** BEGIN Passage provided **

Erin: Right. And I think, too, it’s not just that you make the money the right kind of way or don’t make the money and inherit it even better. But the idea that you don’t make it with the wrong sort of people or that you’re the right kind of person making it. And the, you know, the obvious immigrant, I mean, you know, Jewish background of Meyer Wolfsheim, and everything that he represents, you know, were never going to be accepted by the east coast elite.
Wes: Even though it’s quite essentially American.
Wes: Part of the paradox of having aspirations towards upward mobility is that high status, you know, as I mentioned before, just is defined by not having such aspirations. [laughter]
Wes: So to aspire to it is inherently self contradictory. And that contradiction enters right into the immigrant fantasy as well, of creating a new life for oneself, unless there is something paradigmatically American about having those aspirations, being an immigrant, being from elsewhere. And arguably, that’s the case.
Erin: And part of that is now, by natural selection, it’s built into our character, the fact that we got all the people from Europe who wanted to make over their lives. That means that that’s going to be the kind of person that we create. But what’s interesting, I think, about the novel in what’s, maybe, sinister about its lessons, it’s almost as though the lesson of the novel is not that it’s impossible to recreate the past. It’s not with money, but just with that status can you successfully recreate the past. So, for instance, Gatsby can’t do it because he has new money and he’s only using money. But Tom can do it. There’s a kind of a throwaway line, which really stuck out to me during this reading, that Tom says about his stables and his garage…
Erin: He says, “I know a lot of people who have made garages out of stables, but I think I’m the only one who has made a stable out of a garage.” So Tom has successfully gone back in time. He even manages to successfully win Daisy back on the strength of the past and their past relationship, coming in with the Sloans to Gatsby’s property on horseback. There’s something about being the landed gentry of America or something that seems to allow Tom that mobility in terms of time, that is not afforded to Gatsby, despite all of his money.
Erin: I don’t know what the novel is saying about that, and I find it to be pretty sinister because it is saying that recreating the past is possible if you have the right kind of past or something. [laughter]
Wes: Interesting. So I wanted to get at, just speaking of the relationship between Gatsby’s dream and the American dream and all this stuff, I think this is another one of the great passages from the novel. It’s a characterization of Gatsby’s feelings for Daisy. There are times in the novel, when it feels like he’s going to first person omniscient, right, nominally. He’s characterizing something that someone else has told him, but it’s so detailed, and it’s so in their heads that it’s as if he’s just a third person omniscient narrator, at this point. This is on page 70 in my edition, where Gatsby wants nothing less than that Daisy should say to Tom, “I never loved you.” And then we get that little exchange where Jay says, “I wouldn’t ask too much of her,” I ventured. “You can’t repeat the past”. And that’s when Gatsby says, “Of course you can”. And then he says, “I’m gonna fix everything just the way it was before”, a line that, to me, is reminiscent of the fact that Wolfshine, and perhaps Gatsby as well, have fixed the world series [laughter] in the past. So is that kind of criminal element the idea of fixing things?

** END Passage provided **

| Exercise set |
- a) Summarize the conversation about The Great Gatsby in two sentences.
- b) In the conversation about The Great Gatsby, on what page of Wes's edition does the passage characterizing Gatsby's feelings for Daisy appear?

** BEGIN Excerpted records **

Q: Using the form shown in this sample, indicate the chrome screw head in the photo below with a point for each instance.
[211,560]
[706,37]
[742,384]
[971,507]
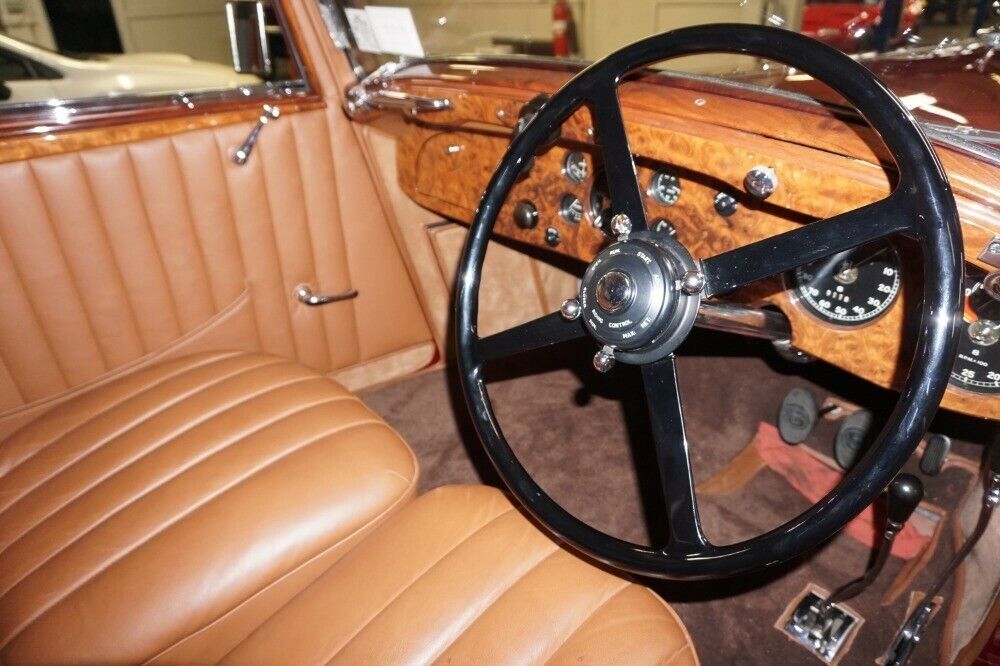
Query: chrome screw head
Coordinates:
[692,282]
[761,181]
[570,309]
[621,225]
[604,360]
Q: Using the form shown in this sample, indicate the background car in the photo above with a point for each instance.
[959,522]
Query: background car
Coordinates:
[31,73]
[850,25]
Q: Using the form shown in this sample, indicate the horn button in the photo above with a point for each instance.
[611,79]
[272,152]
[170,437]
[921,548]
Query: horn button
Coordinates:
[632,300]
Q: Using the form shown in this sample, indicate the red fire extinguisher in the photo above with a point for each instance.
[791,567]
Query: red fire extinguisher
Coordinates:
[561,19]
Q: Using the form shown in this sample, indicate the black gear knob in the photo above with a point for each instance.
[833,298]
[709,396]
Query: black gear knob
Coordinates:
[905,493]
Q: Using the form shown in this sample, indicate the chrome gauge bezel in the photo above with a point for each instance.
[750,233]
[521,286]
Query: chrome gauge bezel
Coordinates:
[653,192]
[813,308]
[968,348]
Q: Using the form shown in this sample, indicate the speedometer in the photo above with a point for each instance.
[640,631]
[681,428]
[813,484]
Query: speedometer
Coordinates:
[850,288]
[977,364]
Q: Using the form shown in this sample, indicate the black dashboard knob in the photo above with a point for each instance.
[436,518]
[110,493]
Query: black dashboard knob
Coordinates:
[725,204]
[525,215]
[905,493]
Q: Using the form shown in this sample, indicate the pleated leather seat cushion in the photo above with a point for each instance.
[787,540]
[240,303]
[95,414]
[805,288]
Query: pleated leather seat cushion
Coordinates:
[170,513]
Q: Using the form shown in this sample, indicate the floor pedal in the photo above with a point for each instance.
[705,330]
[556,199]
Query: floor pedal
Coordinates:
[826,631]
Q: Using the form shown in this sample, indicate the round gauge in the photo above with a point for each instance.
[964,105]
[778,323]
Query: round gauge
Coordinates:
[977,365]
[575,167]
[664,187]
[571,209]
[852,287]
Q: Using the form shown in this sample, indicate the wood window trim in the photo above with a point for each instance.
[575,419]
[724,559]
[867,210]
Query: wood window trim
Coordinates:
[175,112]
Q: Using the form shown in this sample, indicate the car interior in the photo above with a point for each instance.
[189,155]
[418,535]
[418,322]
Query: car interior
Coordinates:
[537,349]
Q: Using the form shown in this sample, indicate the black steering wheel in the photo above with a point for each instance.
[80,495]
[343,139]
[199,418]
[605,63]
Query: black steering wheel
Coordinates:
[640,295]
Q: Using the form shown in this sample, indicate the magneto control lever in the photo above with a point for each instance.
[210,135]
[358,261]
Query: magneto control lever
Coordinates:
[820,624]
[908,637]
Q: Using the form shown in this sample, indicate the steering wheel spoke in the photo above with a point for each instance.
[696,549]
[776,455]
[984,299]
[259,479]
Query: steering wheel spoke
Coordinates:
[545,331]
[786,251]
[666,418]
[619,166]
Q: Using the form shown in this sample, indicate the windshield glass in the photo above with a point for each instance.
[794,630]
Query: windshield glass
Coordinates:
[939,56]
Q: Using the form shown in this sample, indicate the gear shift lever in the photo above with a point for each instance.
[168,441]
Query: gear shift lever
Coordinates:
[819,623]
[904,494]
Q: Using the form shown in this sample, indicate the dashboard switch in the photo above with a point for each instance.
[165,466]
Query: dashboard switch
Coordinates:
[525,215]
[725,204]
[761,181]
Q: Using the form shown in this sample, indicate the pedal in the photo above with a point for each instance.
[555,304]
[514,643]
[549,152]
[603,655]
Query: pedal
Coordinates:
[826,630]
[935,454]
[852,438]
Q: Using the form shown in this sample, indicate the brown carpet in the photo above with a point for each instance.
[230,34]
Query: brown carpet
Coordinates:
[572,429]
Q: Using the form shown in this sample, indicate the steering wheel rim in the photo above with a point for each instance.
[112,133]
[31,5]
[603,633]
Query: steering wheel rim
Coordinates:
[921,206]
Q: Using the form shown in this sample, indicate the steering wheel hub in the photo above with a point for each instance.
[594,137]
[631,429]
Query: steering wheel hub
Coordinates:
[632,300]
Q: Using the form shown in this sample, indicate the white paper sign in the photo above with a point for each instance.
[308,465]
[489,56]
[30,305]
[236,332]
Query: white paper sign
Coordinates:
[362,29]
[394,31]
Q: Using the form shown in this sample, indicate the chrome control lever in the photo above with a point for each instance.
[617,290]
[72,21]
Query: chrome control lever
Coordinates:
[306,296]
[242,154]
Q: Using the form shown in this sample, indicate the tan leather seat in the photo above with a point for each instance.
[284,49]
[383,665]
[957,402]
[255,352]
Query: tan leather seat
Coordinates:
[240,506]
[171,512]
[460,576]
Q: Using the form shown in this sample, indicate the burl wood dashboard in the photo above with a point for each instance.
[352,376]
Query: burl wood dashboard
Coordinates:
[707,137]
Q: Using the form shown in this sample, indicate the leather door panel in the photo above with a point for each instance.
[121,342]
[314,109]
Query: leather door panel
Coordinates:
[116,255]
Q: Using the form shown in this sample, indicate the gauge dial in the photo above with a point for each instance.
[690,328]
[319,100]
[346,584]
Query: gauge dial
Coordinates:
[850,288]
[571,209]
[664,187]
[575,167]
[977,364]
[599,200]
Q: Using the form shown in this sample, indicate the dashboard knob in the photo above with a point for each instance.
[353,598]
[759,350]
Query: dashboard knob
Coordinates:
[761,181]
[725,204]
[525,215]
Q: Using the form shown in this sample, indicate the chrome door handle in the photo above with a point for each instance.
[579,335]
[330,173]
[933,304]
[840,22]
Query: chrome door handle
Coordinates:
[242,154]
[306,296]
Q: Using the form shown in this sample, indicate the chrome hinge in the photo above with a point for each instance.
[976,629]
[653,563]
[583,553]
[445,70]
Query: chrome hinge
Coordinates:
[242,154]
[306,296]
[374,94]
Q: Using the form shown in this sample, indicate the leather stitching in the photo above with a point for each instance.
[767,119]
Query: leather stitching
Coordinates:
[31,305]
[189,214]
[208,360]
[315,261]
[115,263]
[73,279]
[154,241]
[48,607]
[123,428]
[403,498]
[275,247]
[583,622]
[149,449]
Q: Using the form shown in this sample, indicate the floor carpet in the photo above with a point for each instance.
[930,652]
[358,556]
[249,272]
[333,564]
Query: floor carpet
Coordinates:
[585,438]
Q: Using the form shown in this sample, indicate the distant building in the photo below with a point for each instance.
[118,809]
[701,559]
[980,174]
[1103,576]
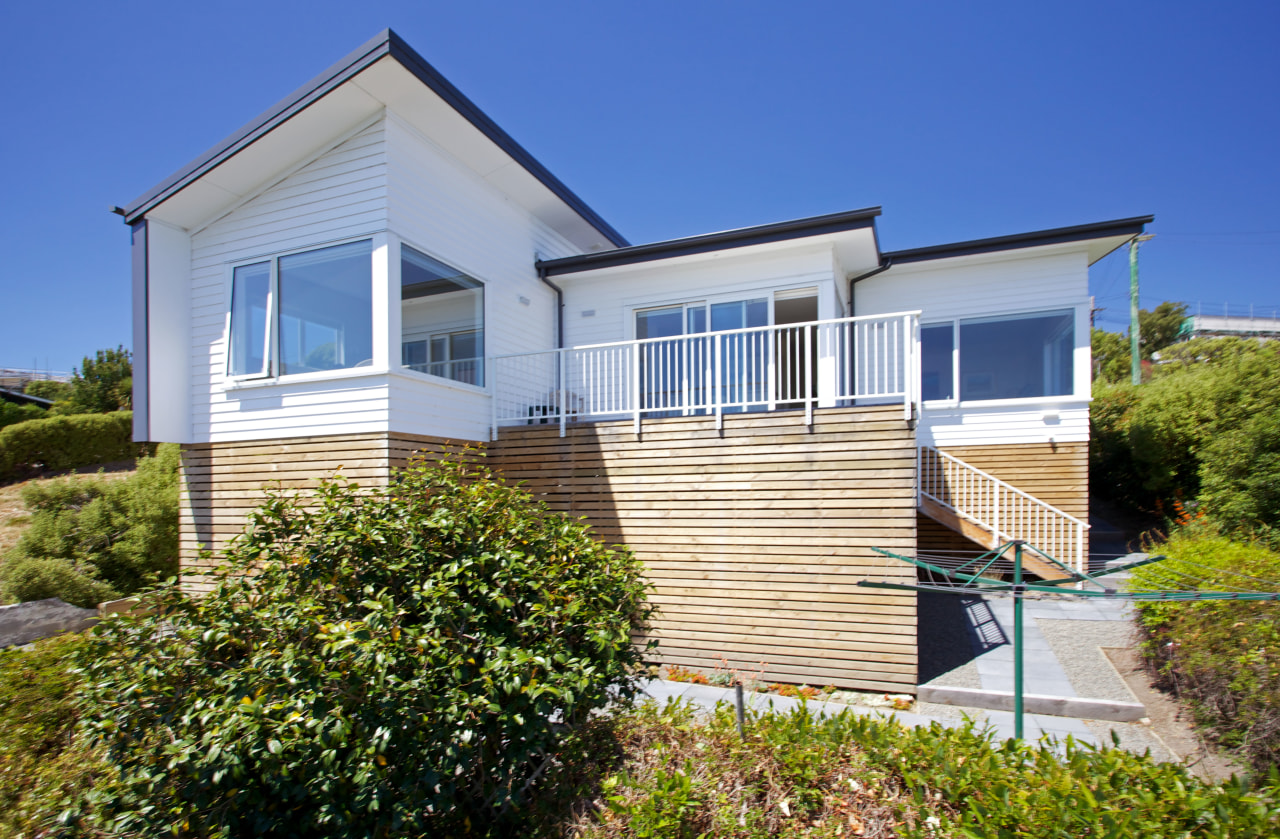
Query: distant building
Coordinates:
[1225,325]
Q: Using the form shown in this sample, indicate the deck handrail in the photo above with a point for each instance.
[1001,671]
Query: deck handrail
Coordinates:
[810,364]
[977,496]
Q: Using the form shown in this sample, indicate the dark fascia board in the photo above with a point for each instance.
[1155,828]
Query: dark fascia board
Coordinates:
[705,244]
[385,44]
[1037,238]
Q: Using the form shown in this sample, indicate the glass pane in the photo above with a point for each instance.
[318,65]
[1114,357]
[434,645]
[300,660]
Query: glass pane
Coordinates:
[327,309]
[661,323]
[414,352]
[251,286]
[442,308]
[1024,356]
[937,345]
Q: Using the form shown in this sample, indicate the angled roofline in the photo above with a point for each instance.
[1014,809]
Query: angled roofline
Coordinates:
[384,44]
[1036,238]
[708,242]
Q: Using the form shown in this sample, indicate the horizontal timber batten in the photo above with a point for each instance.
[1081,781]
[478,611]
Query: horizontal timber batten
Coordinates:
[754,534]
[223,483]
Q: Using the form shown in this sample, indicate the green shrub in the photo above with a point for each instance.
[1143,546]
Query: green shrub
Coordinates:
[94,539]
[12,414]
[366,665]
[794,775]
[42,758]
[101,384]
[1223,657]
[55,443]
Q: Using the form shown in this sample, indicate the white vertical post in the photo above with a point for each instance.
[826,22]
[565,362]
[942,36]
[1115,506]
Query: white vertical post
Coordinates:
[908,369]
[635,383]
[492,382]
[560,377]
[717,359]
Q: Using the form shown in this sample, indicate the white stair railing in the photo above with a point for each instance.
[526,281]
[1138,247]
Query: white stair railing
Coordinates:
[804,365]
[1001,509]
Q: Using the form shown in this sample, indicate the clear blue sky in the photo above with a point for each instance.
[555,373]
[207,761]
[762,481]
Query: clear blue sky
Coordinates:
[961,119]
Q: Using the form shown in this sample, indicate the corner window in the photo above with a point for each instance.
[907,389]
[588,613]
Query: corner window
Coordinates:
[1000,358]
[442,319]
[302,313]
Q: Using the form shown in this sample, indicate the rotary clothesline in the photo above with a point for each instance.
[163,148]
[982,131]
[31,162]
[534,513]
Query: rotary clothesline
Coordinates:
[974,575]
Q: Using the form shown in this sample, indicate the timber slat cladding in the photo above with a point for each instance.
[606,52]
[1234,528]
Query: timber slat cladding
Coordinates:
[1055,473]
[754,536]
[223,483]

** END Excerpted records **

| Worked solutions |
- a) Aspiring to high status is called self-contradictory because high status is defined by not having such aspirations, and the east coast elite would never have accepted Meyer Wolfsheim. Erin finds a sinister lesson in the novel: Tom can recreate the past, as when he makes a stable out of a garage and wins Daisy back, but Gatsby cannot because he has only new money.

- b) Page 70.